*Material supplied*
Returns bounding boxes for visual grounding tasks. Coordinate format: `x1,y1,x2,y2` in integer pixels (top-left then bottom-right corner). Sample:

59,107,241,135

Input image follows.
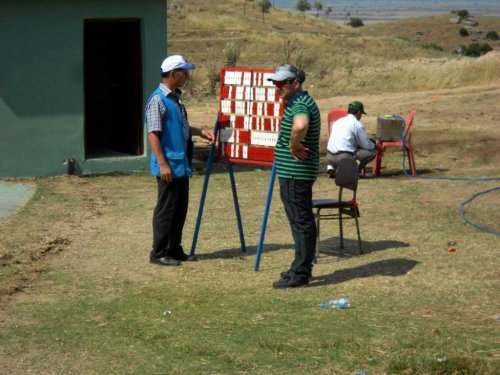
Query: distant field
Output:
274,0,500,24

*Instruction*
Reproduce all the rows above, requests included, adding 80 to each bounding box coordinate in the answers. Leave the pictures out.

*Response*
Returns bounding boxes for visual grounding tasks. Coordinate format: `x1,y1,x2,y2` in integer pixels (top-left then bottom-right corner). Sample:

59,107,241,135

Input image follows.
Query: distant field
Output:
354,80,580,104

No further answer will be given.